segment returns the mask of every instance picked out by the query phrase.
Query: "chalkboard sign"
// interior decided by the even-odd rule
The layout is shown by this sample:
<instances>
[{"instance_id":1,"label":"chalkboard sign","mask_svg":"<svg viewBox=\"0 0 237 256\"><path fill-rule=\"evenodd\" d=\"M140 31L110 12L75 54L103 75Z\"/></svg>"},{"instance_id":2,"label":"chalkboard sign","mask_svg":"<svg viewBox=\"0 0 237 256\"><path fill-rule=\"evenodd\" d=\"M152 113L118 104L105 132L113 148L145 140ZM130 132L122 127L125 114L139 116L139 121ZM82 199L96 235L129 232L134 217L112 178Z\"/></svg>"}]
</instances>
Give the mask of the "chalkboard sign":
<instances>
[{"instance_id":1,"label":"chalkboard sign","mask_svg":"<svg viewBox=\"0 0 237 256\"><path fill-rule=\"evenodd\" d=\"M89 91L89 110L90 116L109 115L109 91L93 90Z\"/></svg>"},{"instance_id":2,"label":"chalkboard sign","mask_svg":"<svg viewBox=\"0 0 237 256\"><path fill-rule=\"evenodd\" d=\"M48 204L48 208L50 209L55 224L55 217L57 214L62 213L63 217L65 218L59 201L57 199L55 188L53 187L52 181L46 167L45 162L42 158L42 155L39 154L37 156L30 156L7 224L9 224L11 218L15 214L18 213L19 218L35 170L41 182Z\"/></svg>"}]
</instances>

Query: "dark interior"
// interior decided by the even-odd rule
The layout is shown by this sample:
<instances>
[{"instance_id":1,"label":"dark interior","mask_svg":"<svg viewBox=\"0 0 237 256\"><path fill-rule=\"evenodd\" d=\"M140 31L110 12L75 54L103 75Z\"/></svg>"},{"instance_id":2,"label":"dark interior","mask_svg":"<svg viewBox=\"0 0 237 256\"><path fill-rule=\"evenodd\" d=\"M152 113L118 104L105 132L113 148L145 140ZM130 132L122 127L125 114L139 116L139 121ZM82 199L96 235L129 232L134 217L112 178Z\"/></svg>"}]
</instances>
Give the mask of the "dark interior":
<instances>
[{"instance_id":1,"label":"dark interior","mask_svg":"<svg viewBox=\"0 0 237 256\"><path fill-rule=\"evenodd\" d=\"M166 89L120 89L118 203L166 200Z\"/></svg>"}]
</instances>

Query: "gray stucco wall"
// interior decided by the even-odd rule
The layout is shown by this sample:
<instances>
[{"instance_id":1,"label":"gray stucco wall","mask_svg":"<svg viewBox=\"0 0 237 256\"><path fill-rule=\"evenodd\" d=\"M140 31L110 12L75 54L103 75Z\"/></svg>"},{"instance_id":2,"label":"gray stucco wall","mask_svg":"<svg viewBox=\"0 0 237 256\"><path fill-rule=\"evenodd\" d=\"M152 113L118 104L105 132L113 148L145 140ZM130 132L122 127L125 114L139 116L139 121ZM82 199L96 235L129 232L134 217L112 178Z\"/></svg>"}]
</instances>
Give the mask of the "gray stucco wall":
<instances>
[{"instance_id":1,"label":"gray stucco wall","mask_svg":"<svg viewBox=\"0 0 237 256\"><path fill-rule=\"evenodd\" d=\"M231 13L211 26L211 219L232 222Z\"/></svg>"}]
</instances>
§ §
* _Instruction_:
Return all of the entries exactly as written.

* _Complete answer_:
segment returns the mask of every instance picked out by the query phrase.
Query: "chalkboard sign"
// interior decided by the even-odd rule
The layout is shown by this sample:
<instances>
[{"instance_id":1,"label":"chalkboard sign","mask_svg":"<svg viewBox=\"0 0 237 256\"><path fill-rule=\"evenodd\" d=\"M140 31L110 12L75 54L103 75Z\"/></svg>"},{"instance_id":2,"label":"chalkboard sign","mask_svg":"<svg viewBox=\"0 0 237 256\"><path fill-rule=\"evenodd\" d=\"M152 113L118 104L105 132L113 148L145 140ZM130 132L122 127L125 114L139 116L139 121ZM82 199L96 235L129 232L134 217L112 178Z\"/></svg>"}]
</instances>
Give the mask of the "chalkboard sign":
<instances>
[{"instance_id":1,"label":"chalkboard sign","mask_svg":"<svg viewBox=\"0 0 237 256\"><path fill-rule=\"evenodd\" d=\"M89 91L89 110L90 116L109 115L109 91L93 90Z\"/></svg>"},{"instance_id":2,"label":"chalkboard sign","mask_svg":"<svg viewBox=\"0 0 237 256\"><path fill-rule=\"evenodd\" d=\"M48 204L48 208L50 209L55 224L55 217L57 214L62 213L63 217L65 218L59 201L57 199L55 188L53 187L52 181L46 167L45 162L42 158L42 155L39 154L37 156L30 156L7 224L9 224L11 218L15 214L18 213L19 218L35 170L41 182Z\"/></svg>"}]
</instances>

Query: "dark interior"
// interior decided by the even-odd rule
The layout is shown by this sample:
<instances>
[{"instance_id":1,"label":"dark interior","mask_svg":"<svg viewBox=\"0 0 237 256\"><path fill-rule=\"evenodd\" d=\"M140 31L110 12L75 54L103 75Z\"/></svg>"},{"instance_id":2,"label":"dark interior","mask_svg":"<svg viewBox=\"0 0 237 256\"><path fill-rule=\"evenodd\" d=\"M152 113L118 104L105 132L113 148L145 140ZM130 132L122 127L125 114L139 116L139 121ZM82 199L96 235L129 232L134 217L112 178Z\"/></svg>"}]
</instances>
Give the mask of the "dark interior":
<instances>
[{"instance_id":1,"label":"dark interior","mask_svg":"<svg viewBox=\"0 0 237 256\"><path fill-rule=\"evenodd\" d=\"M166 89L120 89L118 203L166 200Z\"/></svg>"}]
</instances>

Query: "gray stucco wall"
// interior decided by the even-odd rule
The layout is shown by this sample:
<instances>
[{"instance_id":1,"label":"gray stucco wall","mask_svg":"<svg viewBox=\"0 0 237 256\"><path fill-rule=\"evenodd\" d=\"M140 31L110 12L75 54L103 75Z\"/></svg>"},{"instance_id":2,"label":"gray stucco wall","mask_svg":"<svg viewBox=\"0 0 237 256\"><path fill-rule=\"evenodd\" d=\"M152 113L118 104L105 132L113 148L145 140ZM130 132L122 127L125 114L139 116L139 121ZM82 199L96 235L129 232L134 217L112 178Z\"/></svg>"}]
</instances>
Give the mask of the "gray stucco wall":
<instances>
[{"instance_id":1,"label":"gray stucco wall","mask_svg":"<svg viewBox=\"0 0 237 256\"><path fill-rule=\"evenodd\" d=\"M231 13L211 26L211 219L232 222Z\"/></svg>"}]
</instances>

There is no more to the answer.